- **Data listing**
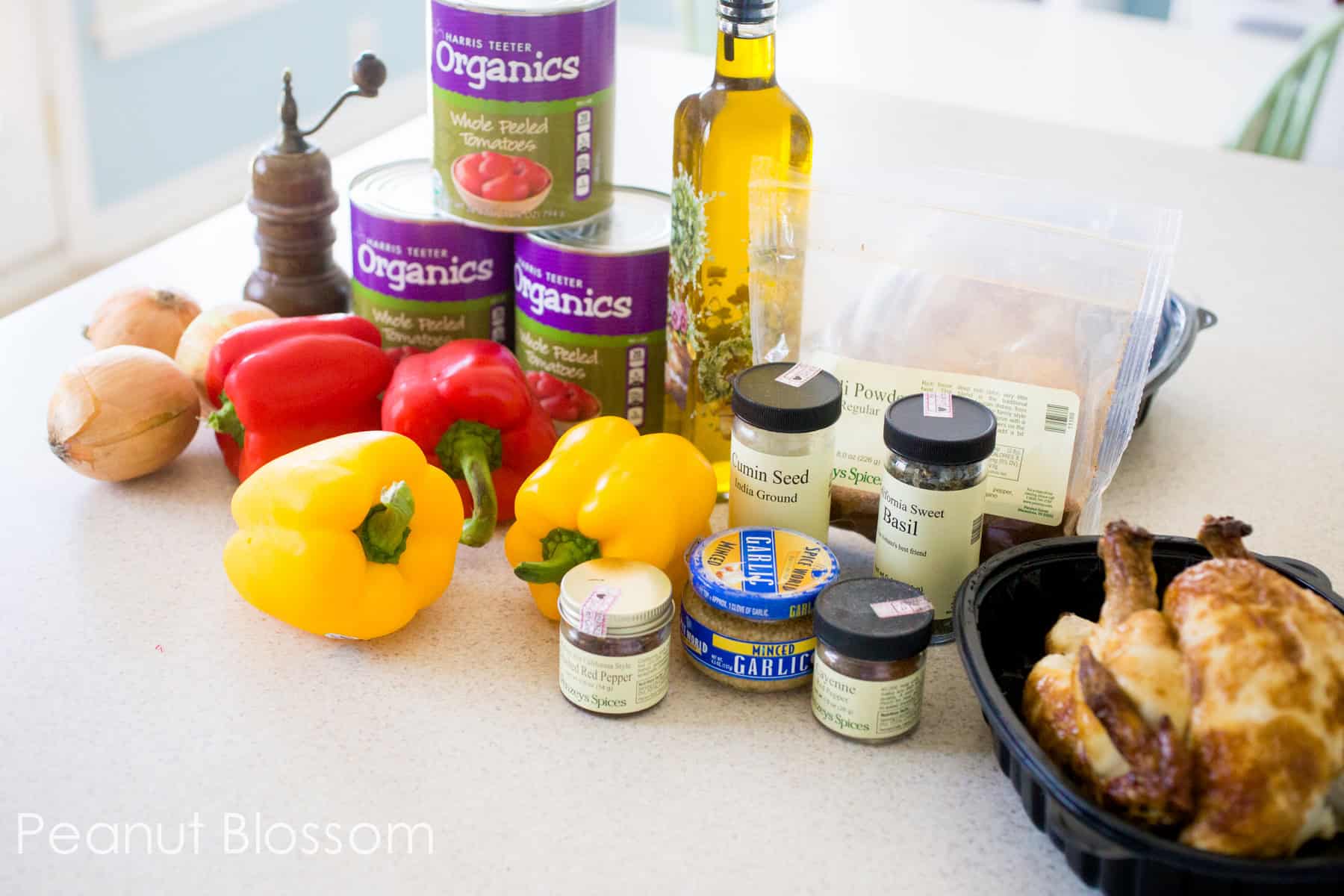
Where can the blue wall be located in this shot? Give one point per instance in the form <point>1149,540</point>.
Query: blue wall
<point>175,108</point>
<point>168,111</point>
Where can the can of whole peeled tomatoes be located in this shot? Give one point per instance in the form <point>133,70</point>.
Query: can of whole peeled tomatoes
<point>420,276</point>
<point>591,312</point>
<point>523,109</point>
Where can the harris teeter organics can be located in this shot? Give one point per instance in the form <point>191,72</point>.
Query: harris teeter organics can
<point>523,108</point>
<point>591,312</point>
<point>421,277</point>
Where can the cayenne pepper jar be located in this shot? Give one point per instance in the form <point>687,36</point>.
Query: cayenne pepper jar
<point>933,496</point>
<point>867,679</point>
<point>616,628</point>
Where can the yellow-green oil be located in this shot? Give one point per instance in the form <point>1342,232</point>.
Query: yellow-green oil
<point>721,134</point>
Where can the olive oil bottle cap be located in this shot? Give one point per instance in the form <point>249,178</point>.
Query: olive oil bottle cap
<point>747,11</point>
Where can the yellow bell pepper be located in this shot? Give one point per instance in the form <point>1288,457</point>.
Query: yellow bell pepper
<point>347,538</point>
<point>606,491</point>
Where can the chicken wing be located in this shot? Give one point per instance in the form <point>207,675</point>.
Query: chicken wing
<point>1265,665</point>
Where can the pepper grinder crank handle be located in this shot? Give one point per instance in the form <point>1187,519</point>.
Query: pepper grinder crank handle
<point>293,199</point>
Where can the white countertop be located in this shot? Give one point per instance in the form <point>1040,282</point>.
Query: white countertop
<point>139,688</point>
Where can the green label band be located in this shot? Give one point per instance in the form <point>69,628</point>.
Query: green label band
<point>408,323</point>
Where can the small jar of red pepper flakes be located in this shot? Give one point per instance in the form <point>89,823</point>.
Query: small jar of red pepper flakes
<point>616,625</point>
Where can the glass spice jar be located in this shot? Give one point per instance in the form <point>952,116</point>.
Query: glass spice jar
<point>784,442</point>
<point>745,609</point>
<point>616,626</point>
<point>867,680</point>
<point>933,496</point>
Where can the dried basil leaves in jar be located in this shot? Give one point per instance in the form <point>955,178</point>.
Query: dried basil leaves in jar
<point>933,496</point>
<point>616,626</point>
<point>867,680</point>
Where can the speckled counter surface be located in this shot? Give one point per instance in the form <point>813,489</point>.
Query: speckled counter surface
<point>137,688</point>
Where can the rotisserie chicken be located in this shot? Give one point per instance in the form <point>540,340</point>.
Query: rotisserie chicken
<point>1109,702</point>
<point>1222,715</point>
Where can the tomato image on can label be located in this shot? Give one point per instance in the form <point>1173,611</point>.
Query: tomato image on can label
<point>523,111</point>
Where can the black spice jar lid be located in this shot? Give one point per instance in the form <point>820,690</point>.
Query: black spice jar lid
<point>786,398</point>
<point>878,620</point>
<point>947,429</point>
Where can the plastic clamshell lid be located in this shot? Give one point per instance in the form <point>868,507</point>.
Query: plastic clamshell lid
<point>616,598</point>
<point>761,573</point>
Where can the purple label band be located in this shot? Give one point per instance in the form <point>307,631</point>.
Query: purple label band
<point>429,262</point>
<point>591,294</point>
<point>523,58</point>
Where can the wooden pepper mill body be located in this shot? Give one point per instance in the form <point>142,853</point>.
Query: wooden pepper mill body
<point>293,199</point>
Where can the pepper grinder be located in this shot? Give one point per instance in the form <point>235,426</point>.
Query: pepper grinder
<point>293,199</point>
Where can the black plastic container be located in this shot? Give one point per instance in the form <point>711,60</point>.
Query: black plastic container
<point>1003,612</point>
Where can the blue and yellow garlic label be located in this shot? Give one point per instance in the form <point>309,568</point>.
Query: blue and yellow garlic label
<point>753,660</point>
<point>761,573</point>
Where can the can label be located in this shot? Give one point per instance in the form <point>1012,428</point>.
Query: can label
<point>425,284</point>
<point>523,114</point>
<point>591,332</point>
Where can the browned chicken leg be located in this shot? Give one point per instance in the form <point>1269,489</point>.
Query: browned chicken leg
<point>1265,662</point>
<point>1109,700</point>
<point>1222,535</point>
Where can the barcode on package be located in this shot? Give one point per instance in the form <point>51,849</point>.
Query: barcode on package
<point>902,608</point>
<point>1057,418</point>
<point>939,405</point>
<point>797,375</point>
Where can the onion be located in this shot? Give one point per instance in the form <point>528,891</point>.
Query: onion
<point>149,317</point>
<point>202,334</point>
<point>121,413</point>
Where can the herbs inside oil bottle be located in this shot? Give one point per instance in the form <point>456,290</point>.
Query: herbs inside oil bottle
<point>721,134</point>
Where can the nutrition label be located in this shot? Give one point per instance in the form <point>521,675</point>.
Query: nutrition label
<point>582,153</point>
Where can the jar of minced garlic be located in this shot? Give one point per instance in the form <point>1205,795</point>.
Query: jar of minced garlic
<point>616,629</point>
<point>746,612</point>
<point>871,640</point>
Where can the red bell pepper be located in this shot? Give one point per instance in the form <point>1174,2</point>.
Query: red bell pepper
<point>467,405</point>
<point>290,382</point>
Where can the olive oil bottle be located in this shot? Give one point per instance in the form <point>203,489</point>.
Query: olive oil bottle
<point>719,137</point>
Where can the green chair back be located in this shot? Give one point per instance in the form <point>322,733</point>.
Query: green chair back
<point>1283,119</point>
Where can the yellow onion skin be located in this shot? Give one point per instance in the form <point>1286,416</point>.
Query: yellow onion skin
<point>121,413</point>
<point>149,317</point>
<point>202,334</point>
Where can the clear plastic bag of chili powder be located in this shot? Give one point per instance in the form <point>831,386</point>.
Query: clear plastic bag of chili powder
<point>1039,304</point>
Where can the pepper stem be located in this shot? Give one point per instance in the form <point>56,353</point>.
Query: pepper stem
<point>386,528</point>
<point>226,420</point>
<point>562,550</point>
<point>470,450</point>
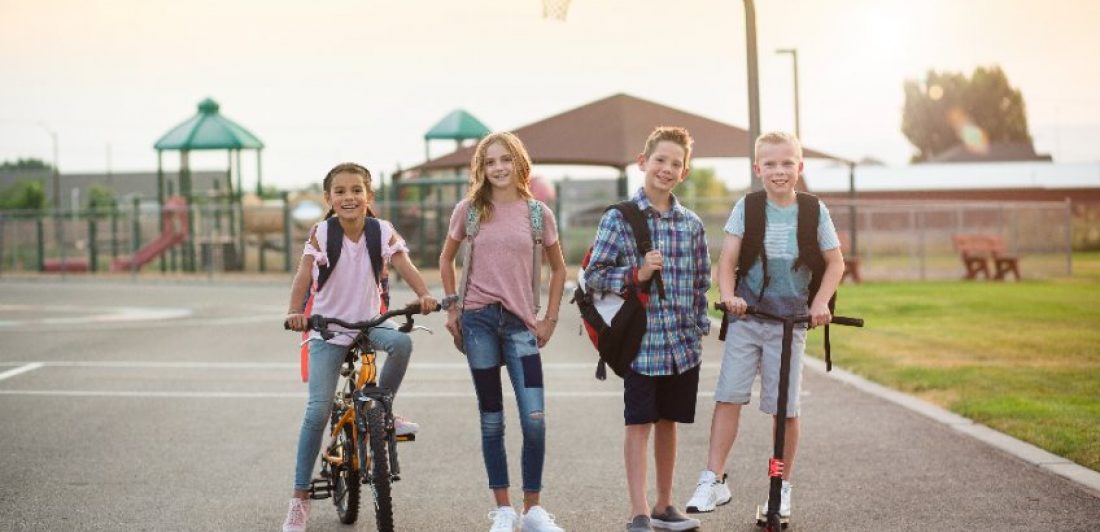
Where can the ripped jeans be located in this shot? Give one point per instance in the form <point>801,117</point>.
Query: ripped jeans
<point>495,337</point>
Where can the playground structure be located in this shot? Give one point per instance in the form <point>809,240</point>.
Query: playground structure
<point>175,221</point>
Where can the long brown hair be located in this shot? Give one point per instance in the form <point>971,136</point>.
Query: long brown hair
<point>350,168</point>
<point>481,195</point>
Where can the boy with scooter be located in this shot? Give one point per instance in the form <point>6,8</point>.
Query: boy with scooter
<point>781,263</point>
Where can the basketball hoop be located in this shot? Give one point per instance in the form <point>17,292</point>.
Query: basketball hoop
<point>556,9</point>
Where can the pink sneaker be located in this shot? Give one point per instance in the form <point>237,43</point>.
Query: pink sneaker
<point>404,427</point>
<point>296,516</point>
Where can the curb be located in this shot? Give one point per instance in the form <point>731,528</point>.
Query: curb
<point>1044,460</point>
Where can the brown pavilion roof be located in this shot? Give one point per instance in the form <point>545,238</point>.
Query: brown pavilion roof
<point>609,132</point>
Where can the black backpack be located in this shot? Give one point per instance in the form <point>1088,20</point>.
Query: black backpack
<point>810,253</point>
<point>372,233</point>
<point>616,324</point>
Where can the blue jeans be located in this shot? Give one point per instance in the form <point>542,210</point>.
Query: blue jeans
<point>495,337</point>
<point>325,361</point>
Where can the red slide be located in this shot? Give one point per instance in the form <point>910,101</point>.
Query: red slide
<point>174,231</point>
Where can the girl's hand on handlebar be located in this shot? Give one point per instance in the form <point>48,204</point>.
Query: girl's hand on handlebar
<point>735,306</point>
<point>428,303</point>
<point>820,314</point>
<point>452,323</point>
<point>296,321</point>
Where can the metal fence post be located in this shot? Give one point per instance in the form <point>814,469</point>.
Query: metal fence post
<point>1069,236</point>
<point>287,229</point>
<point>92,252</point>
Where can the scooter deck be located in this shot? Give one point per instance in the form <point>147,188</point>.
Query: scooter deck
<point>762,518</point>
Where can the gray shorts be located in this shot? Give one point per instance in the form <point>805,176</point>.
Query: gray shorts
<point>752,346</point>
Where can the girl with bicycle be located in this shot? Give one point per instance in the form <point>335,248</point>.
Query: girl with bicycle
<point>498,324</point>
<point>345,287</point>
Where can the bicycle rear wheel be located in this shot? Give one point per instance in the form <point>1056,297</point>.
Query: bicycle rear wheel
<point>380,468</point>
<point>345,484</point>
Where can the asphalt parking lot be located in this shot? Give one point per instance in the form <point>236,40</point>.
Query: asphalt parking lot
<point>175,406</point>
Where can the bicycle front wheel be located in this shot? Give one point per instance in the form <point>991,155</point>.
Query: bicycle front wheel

- **Goal**
Print the data again without any change, starting with the line that contains "Where can the chicken" and going on through the line that contains "<point>139,688</point>", including both of those lines.

- **Full output**
Where can the chicken wing be located in this shot? Give one point per instance in the form <point>207,675</point>.
Query: chicken wing
<point>1265,665</point>
Where can the pepper grinder crank handle be located in this shot? Give one point per instance in the form <point>1187,519</point>.
Query: pepper grinder crank handle
<point>293,199</point>
Where can the white countertop be located in this shot? Give one point per instance in the form <point>1040,282</point>.
Query: white countertop
<point>139,688</point>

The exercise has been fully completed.